## Texte retenu
La transformation à la ferme : 3 freins à lever !

Pilier indispensable à la conservation et la consommation des produits agricoles, le secteur de la transformation s’est considérablement concentré en un siècle. Aujourd’hui en France, 2% des entreprises du secteur représentent 85% du Chiffre d’Affaires (source : Greniers d’Abondance). Pour reprendre en main leur transformation, certains producteurs ont développé des activités de transformation à la ferme. Les bénéfices perçus sont multiples : ré-intégrer de la valeur ajoutée sur son exploitation, développer un lien plus intime avec ses clients, proposer des produits singuliers se démarquant des produits de grandes marques agroalimentaires. En France, près d’une exploitation sur quatre vend en circuit-court, avec des disparités très fortes selon le type de production.

## Données affichées

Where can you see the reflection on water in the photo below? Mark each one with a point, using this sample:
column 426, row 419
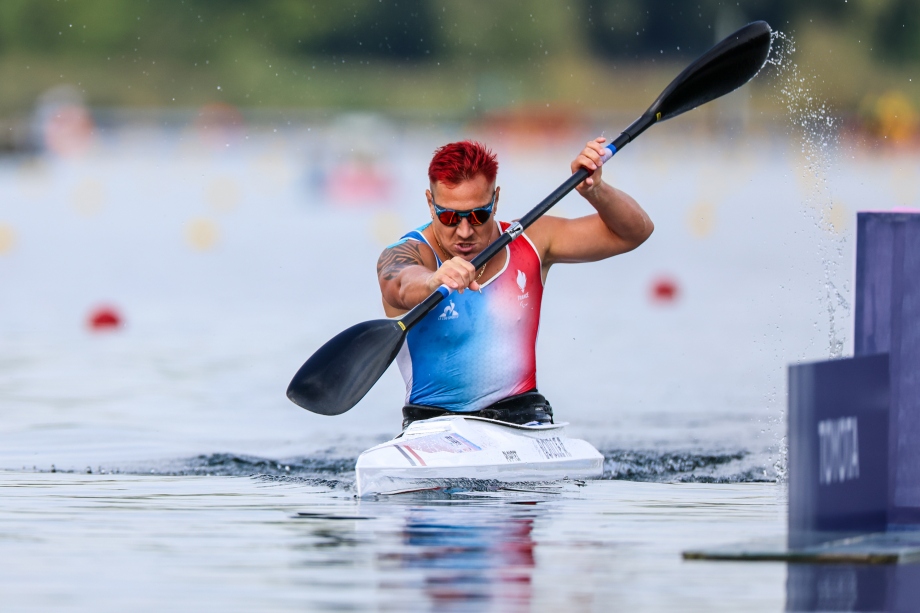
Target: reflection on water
column 128, row 542
column 845, row 587
column 467, row 558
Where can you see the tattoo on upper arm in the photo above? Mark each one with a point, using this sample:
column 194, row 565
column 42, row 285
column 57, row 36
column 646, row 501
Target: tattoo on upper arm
column 394, row 259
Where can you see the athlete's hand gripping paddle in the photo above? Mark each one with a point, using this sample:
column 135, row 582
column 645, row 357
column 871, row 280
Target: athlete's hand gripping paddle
column 342, row 371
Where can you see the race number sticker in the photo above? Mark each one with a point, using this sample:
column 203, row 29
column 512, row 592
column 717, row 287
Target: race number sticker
column 552, row 448
column 442, row 443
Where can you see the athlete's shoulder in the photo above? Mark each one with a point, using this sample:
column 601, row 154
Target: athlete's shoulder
column 411, row 235
column 410, row 250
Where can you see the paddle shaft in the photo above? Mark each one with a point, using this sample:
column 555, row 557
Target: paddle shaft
column 516, row 229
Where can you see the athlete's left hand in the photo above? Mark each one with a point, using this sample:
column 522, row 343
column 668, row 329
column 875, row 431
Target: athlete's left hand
column 592, row 158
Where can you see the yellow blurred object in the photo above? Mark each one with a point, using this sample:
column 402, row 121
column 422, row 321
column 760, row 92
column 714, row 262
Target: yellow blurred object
column 893, row 117
column 7, row 239
column 201, row 234
column 701, row 219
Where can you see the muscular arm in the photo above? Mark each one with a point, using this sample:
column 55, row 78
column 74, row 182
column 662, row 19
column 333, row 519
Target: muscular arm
column 407, row 275
column 620, row 224
column 403, row 272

## À réaliser
A: Modifiez le passage du texte sur la transformation à la ferme allant de "La transformation à" à "type de production.", bornes incluses, en substituant "agriculteurs" à "producteurs".
B: Poursuivez la rédaction du texte sur la transformation à la ferme à la suite de sa dernière phrase.

## Réponses par tâche
A:
La transformation à la ferme : 3 freins à lever !

Pilier indispensable à la conservation et la consommation des produits agricoles, le secteur de la transformation s’est considérablement concentré en un siècle. Aujourd’hui en France, 2% des entreprises du secteur représentent 85% du Chiffre d’Affaires (source : Greniers d’Abondance). Pour reprendre en main leur transformation, certains agriculteurs ont développé des activités de transformation à la ferme. Les bénéfices perçus sont multiples : ré-intégrer de la valeur ajoutée sur son exploitation, développer un lien plus intime avec ses clients, proposer des produits singuliers se démarquant des produits de grandes marques agroalimentaires. En France, près d’une exploitation sur quatre vend en circuit-court, avec des disparités très fortes selon le type de production.

B:
graphique circuits courts
Source : recensement agricole 2020

Vendre en circuit-court va souvent de pair avec la volonté de transformer soi-même sa production pour pouvoir proposer non seulement des produits bruts mais également des produits transformés à ses clients. La transformation pouvant se faire à plusieurs échelles :

  • A l’échelle d’une exploitation uniquement ;
  • A l’échelle d’un groupe d’exploitations mutualisant des outils de transformation.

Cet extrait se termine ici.